**TASK REQUIREMENTS**
Although the data below holds other lines too, output only those from the line with "sample: <point>665,52</point>" up to and including the line with "sample: <point>497,535</point>", exactly as they appear.

**PROVIDED DATA**
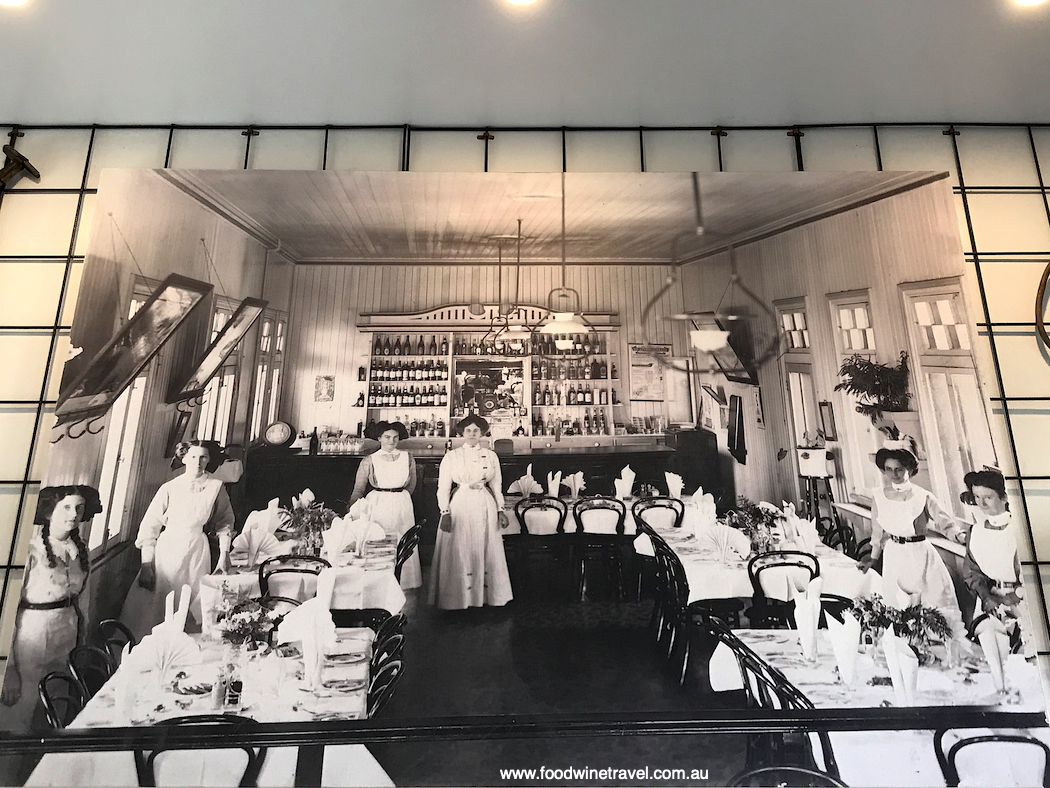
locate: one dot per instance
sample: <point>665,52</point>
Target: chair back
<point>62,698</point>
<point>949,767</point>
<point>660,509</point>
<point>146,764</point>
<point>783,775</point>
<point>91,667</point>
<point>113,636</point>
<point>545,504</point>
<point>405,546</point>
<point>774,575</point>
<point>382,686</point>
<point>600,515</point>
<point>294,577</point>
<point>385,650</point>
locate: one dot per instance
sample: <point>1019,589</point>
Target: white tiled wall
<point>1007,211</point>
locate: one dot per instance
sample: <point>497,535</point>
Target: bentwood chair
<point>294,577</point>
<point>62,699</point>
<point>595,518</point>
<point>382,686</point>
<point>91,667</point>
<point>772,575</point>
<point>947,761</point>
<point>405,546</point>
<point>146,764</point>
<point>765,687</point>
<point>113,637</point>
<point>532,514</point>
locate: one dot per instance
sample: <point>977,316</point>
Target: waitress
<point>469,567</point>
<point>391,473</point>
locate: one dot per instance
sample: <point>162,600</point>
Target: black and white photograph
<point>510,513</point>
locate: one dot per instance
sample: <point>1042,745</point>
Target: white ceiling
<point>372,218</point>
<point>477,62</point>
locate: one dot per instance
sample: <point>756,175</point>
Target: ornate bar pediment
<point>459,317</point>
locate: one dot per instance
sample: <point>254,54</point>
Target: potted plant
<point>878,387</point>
---
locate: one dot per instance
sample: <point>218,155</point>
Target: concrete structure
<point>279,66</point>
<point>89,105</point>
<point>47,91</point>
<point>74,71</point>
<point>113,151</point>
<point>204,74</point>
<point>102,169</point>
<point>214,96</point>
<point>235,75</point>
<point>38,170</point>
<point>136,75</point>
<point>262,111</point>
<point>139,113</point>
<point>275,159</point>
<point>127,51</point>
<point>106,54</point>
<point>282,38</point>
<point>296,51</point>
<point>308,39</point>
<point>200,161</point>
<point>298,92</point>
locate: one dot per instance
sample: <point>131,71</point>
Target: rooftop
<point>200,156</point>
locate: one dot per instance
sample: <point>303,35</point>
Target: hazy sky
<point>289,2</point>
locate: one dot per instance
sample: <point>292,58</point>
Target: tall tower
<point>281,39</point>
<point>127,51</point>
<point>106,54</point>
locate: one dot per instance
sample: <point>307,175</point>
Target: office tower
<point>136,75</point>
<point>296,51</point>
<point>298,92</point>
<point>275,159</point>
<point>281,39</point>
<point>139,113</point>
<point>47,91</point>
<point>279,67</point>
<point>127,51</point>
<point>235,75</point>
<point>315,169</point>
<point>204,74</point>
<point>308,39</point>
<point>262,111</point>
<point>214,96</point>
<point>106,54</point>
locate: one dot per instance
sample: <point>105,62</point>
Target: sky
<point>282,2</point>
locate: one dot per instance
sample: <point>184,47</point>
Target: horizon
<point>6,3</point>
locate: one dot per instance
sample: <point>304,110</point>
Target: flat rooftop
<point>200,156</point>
---
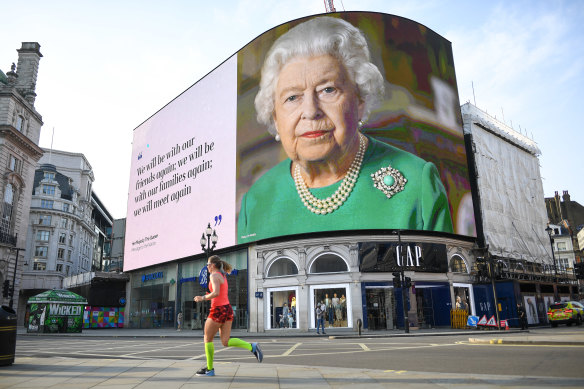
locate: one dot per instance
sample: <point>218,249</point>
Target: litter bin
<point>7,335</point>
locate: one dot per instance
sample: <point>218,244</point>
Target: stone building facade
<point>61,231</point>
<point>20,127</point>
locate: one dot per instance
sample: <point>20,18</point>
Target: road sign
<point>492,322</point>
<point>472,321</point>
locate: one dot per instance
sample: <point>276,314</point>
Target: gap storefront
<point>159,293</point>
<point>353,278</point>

**ANSWER BOX**
sample: <point>665,52</point>
Target: chair back
<point>62,698</point>
<point>949,767</point>
<point>660,509</point>
<point>146,764</point>
<point>783,775</point>
<point>91,667</point>
<point>113,636</point>
<point>545,504</point>
<point>405,546</point>
<point>774,575</point>
<point>382,686</point>
<point>600,515</point>
<point>294,577</point>
<point>385,650</point>
locate: one dot per instance
sample: <point>1019,589</point>
Target: white tiled wall
<point>1007,211</point>
locate: one dot per instance
sample: <point>497,535</point>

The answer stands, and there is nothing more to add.